Put the lines below, from the first one through the line holding "box: [36, 83, 236, 142]", both ends included, into a Markdown table with the columns Row and Line, omitting blank lines. Leave the pictures out of the table.
★ ★ ★
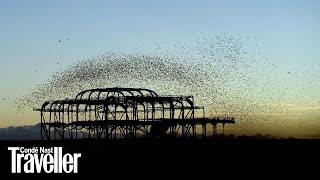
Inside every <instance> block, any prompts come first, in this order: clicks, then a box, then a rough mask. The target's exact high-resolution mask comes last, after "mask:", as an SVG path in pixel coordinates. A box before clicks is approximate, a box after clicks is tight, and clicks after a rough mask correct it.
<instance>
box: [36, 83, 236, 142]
mask: <svg viewBox="0 0 320 180" xmlns="http://www.w3.org/2000/svg"><path fill="white" fill-rule="evenodd" d="M34 110H35V111H40V114H41V115H40V116H41V139H42V140H43V139H82V138H106V139H114V138H136V137H137V135H138V136H139V135H147V136H148V135H150V136H152V137H156V136H164V135H166V134H169V135H171V136H183V137H196V134H197V133H196V126H197V125H201V126H202V135H203V137H205V136H206V131H207V125H208V124H211V125H212V127H213V133H214V134H216V133H217V124H218V123H221V124H222V125H223V131H224V125H225V124H228V123H232V124H233V123H235V119H234V118H233V117H220V118H219V117H210V118H206V117H205V114H204V107H202V106H195V105H194V99H193V96H159V95H157V93H155V92H154V91H152V90H149V89H138V88H105V89H91V90H86V91H82V92H80V93H79V94H78V95H77V96H76V97H75V99H65V100H57V101H47V102H45V103H44V104H43V105H42V107H41V108H40V109H34ZM223 133H224V132H223Z"/></svg>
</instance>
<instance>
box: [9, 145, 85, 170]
mask: <svg viewBox="0 0 320 180" xmlns="http://www.w3.org/2000/svg"><path fill="white" fill-rule="evenodd" d="M8 150H9V151H11V173H21V172H24V173H42V172H45V173H63V172H64V173H78V160H79V158H80V157H81V153H73V154H70V153H66V154H64V155H63V154H62V147H51V148H45V147H39V148H38V147H33V148H24V147H8Z"/></svg>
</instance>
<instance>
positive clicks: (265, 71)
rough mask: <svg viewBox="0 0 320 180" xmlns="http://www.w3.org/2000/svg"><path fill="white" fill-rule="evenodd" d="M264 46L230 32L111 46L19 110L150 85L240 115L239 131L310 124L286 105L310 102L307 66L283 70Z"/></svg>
mask: <svg viewBox="0 0 320 180" xmlns="http://www.w3.org/2000/svg"><path fill="white" fill-rule="evenodd" d="M252 41H253V43H252ZM260 51H261V50H260V48H259V45H258V44H256V43H254V40H252V38H249V37H243V36H228V35H221V36H216V37H210V38H206V37H202V38H199V39H197V40H196V41H193V42H190V43H189V42H188V43H182V44H178V45H177V44H175V45H174V46H173V47H170V48H167V49H166V48H162V47H161V45H159V46H157V47H156V48H155V49H154V50H153V51H151V52H143V51H137V52H126V53H124V52H115V51H109V52H106V53H104V54H99V55H97V56H93V57H90V58H87V59H83V60H80V61H78V62H76V63H75V64H73V65H70V66H68V67H66V68H65V69H64V70H61V71H59V72H57V73H55V74H53V75H52V76H51V77H50V78H49V79H48V80H47V81H46V82H44V83H42V84H38V85H36V87H35V88H33V89H32V90H30V92H28V93H27V94H25V95H24V96H23V97H21V98H19V99H17V103H16V104H17V108H18V109H24V108H25V107H27V108H29V107H40V106H41V104H42V103H43V102H44V101H46V100H54V99H65V98H73V97H75V95H76V94H77V93H79V92H80V91H82V90H86V89H91V88H105V87H135V88H149V89H152V90H154V91H155V92H157V93H158V94H160V95H193V96H194V97H195V102H196V104H197V105H203V106H205V109H206V116H235V117H236V118H237V124H236V125H235V126H234V128H236V129H238V130H239V129H240V130H241V129H248V128H252V129H254V128H259V126H269V127H281V126H283V127H284V126H287V125H288V124H290V123H291V124H294V123H295V124H298V125H299V126H304V125H305V124H306V123H304V122H301V121H299V122H292V121H290V117H289V115H288V114H289V113H288V112H289V110H290V107H288V106H286V104H289V103H290V102H291V101H290V100H291V99H294V100H295V103H297V102H299V101H298V100H299V98H300V100H301V101H305V99H304V98H303V97H301V96H302V95H301V92H302V91H304V90H305V88H304V87H301V86H299V83H297V82H294V81H295V80H297V79H300V81H303V78H301V76H303V75H301V70H299V69H298V68H294V67H292V68H291V69H290V68H289V69H288V68H287V69H285V70H283V71H282V69H281V68H280V67H278V66H276V65H274V64H272V63H271V62H270V61H269V60H268V58H265V57H263V56H262V55H261V52H260ZM318 69H319V68H318ZM318 69H315V70H314V72H315V73H316V72H319V71H318ZM294 74H297V75H296V76H299V77H300V78H295V77H293V76H294ZM318 77H319V76H318ZM292 78H293V79H294V80H292ZM279 79H280V80H279ZM319 79H320V78H319ZM285 81H286V82H285ZM287 81H288V82H287ZM290 81H292V82H291V83H290ZM286 83H287V85H286ZM316 83H318V84H319V81H318V82H316ZM300 84H301V83H300ZM288 88H289V89H288ZM292 89H294V90H292Z"/></svg>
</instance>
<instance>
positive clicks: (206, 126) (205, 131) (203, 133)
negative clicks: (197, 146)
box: [202, 124, 207, 139]
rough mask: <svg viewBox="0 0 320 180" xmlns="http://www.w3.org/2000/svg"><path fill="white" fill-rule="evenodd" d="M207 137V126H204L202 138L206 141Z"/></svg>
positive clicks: (203, 126)
mask: <svg viewBox="0 0 320 180" xmlns="http://www.w3.org/2000/svg"><path fill="white" fill-rule="evenodd" d="M206 137H207V124H202V138H203V139H205V138H206Z"/></svg>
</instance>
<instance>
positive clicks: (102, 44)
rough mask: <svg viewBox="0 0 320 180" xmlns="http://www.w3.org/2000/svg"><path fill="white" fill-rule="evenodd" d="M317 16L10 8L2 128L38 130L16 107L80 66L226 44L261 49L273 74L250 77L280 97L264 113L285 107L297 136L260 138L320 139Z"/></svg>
mask: <svg viewBox="0 0 320 180" xmlns="http://www.w3.org/2000/svg"><path fill="white" fill-rule="evenodd" d="M319 8H320V1H318V0H306V1H302V0H290V1H289V0H280V1H278V0H271V1H263V0H255V1H254V0H243V1H236V0H227V1H213V0H208V1H204V0H200V1H191V0H190V1H185V0H175V1H171V0H170V1H169V0H165V1H147V0H138V1H129V0H127V1H125V0H120V1H115V0H114V1H105V0H101V1H98V0H92V1H84V0H77V1H76V0H69V1H62V0H58V1H40V0H30V1H23V0H3V1H1V2H0V24H1V28H0V127H7V126H11V125H13V126H16V125H26V124H36V123H38V122H39V114H38V113H35V112H33V111H32V109H27V110H24V111H20V112H18V111H17V110H16V109H15V108H14V104H13V103H14V102H15V100H16V99H17V98H21V97H22V96H24V95H25V94H28V92H29V91H30V90H31V89H33V88H35V87H36V86H37V85H38V84H41V83H45V82H46V81H47V80H48V79H50V78H51V76H52V74H54V73H56V72H60V71H63V69H65V68H66V67H69V66H71V65H72V64H74V63H75V62H78V61H79V60H82V59H86V58H89V57H94V56H97V55H98V54H103V53H106V52H109V51H116V52H135V51H142V52H147V53H150V52H151V53H152V52H153V51H154V49H156V48H157V46H159V45H161V46H163V47H165V51H174V52H176V51H177V49H176V48H175V45H177V44H178V46H180V45H183V44H188V43H190V45H191V46H192V45H193V44H192V42H195V41H196V40H198V39H201V38H203V37H205V38H212V37H216V36H221V35H223V36H231V37H241V38H245V39H248V44H254V46H252V45H248V46H247V51H249V52H256V51H258V54H253V53H251V55H252V56H253V57H252V56H251V58H257V59H261V58H264V60H265V61H268V62H269V63H270V64H272V65H273V66H268V67H261V69H262V70H264V69H267V70H268V71H260V72H254V73H255V74H253V75H252V76H256V77H261V79H264V77H267V78H268V79H271V80H269V81H268V85H269V86H272V87H273V89H272V90H270V92H269V94H270V93H271V94H273V95H274V96H277V92H279V93H278V95H279V97H277V98H278V101H271V100H270V101H268V100H266V101H263V102H262V101H261V102H259V104H263V103H267V104H272V105H274V107H281V108H284V109H285V110H284V111H283V112H285V113H286V121H290V122H289V123H288V126H290V128H291V129H292V132H290V130H289V129H288V128H285V130H283V131H286V133H284V132H282V130H281V129H280V128H278V124H274V123H273V125H274V126H275V128H274V129H276V130H274V131H273V130H270V129H272V128H270V127H264V125H261V127H262V128H261V133H264V134H273V133H275V135H281V133H282V134H284V135H288V136H291V135H292V136H299V137H300V136H303V137H309V136H320V130H319V129H320V48H319V47H320V35H319V32H320V23H319V22H320V11H319ZM250 48H251V49H250ZM195 61H199V62H200V61H201V59H197V60H195ZM272 67H273V69H272ZM266 72H272V73H266ZM271 82H272V83H271ZM270 84H271V85H270ZM251 90H252V93H253V94H254V93H255V92H256V91H260V90H261V89H258V88H256V89H255V88H254V87H251ZM271 91H272V92H271ZM280 92H281V93H280ZM264 113H265V114H267V113H269V114H270V113H272V112H264ZM261 114H262V112H261ZM278 115H279V114H278ZM280 115H281V114H280ZM255 117H256V116H255ZM271 118H272V117H271ZM288 119H289V120H288ZM280 120H281V118H280ZM291 121H292V122H294V123H291ZM304 122H305V123H304ZM304 124H306V125H304ZM230 131H232V130H230ZM293 131H294V132H293ZM244 132H245V131H244Z"/></svg>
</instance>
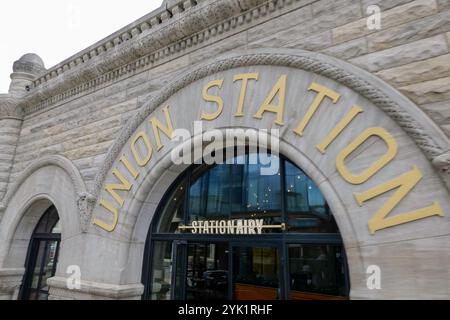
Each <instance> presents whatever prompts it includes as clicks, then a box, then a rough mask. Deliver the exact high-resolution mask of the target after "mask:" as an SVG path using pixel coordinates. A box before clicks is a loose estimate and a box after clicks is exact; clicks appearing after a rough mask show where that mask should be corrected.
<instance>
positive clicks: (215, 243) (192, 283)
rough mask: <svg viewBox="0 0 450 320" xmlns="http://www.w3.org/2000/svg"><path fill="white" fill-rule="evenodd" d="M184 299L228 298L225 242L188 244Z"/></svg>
mask: <svg viewBox="0 0 450 320" xmlns="http://www.w3.org/2000/svg"><path fill="white" fill-rule="evenodd" d="M186 299H187V300H225V299H228V244H227V243H220V242H219V243H203V242H199V243H189V244H188V255H187V275H186Z"/></svg>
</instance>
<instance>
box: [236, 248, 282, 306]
mask: <svg viewBox="0 0 450 320" xmlns="http://www.w3.org/2000/svg"><path fill="white" fill-rule="evenodd" d="M279 267H280V262H279V257H278V249H277V248H269V247H261V248H259V247H234V248H233V298H234V299H236V300H274V299H279V288H280V285H279V281H280V279H279Z"/></svg>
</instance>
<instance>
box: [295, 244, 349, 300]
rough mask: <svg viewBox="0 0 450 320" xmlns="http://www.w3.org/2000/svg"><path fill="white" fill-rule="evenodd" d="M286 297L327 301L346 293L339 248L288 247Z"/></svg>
mask: <svg viewBox="0 0 450 320" xmlns="http://www.w3.org/2000/svg"><path fill="white" fill-rule="evenodd" d="M289 276H290V278H289V281H290V292H289V298H290V299H293V300H297V299H310V300H314V299H330V298H332V296H335V297H336V298H338V297H344V296H346V295H347V294H348V292H347V289H346V284H345V264H344V256H343V249H342V247H341V246H331V245H300V244H292V245H289Z"/></svg>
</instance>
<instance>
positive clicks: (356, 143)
mask: <svg viewBox="0 0 450 320" xmlns="http://www.w3.org/2000/svg"><path fill="white" fill-rule="evenodd" d="M371 136H377V137H379V138H381V139H382V140H383V141H384V142H385V143H386V145H387V147H388V150H387V152H386V153H385V154H384V155H383V156H382V157H380V158H379V159H378V160H377V161H375V162H374V163H372V164H371V166H370V167H369V168H367V169H366V170H364V171H363V172H362V173H360V174H359V175H354V174H352V173H351V172H350V171H349V170H348V168H347V167H346V165H345V163H344V161H345V159H346V158H347V157H348V156H349V155H350V154H351V153H352V152H353V151H355V150H356V149H357V148H358V147H359V146H360V145H361V144H363V143H364V142H365V141H366V140H367V139H368V138H369V137H371ZM396 155H397V142H396V141H395V139H394V137H392V136H391V134H390V133H389V132H387V131H386V130H385V129H384V128H369V129H367V130H365V131H364V132H363V133H361V134H360V135H359V136H358V137H357V138H356V139H355V140H353V141H352V142H351V143H350V144H349V145H348V146H346V147H345V148H344V149H343V150H342V151H341V152H340V153H339V154H338V155H337V157H336V168H337V169H338V171H339V173H340V174H341V176H342V178H344V180H345V181H347V182H350V183H352V184H361V183H364V182H366V181H367V180H369V179H370V177H372V176H373V175H374V174H375V173H377V172H378V171H379V170H381V169H382V168H383V167H384V166H385V165H387V164H388V163H389V162H390V161H391V160H392V159H394V157H395V156H396Z"/></svg>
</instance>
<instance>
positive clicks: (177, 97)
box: [0, 0, 450, 299]
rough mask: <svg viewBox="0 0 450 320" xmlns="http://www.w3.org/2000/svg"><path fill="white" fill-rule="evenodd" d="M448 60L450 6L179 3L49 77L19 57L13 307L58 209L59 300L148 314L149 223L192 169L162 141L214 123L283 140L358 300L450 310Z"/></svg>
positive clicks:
★ ★ ★
■ **Answer to this exercise**:
| Row | Line |
|---|---|
| 1 | Inside every <instance> block, any prompts come first, in this order: clicks, then a box, then a rough mask. The target's exact high-resolution mask comes last, after "mask:", as an SVG path in pixel coordinates. A box before clicks is approximate, a box after clicks is tight, and clicks after a rough mask correct it. |
| 2 | <instance> |
| 3 | box: [36, 83, 236, 142] |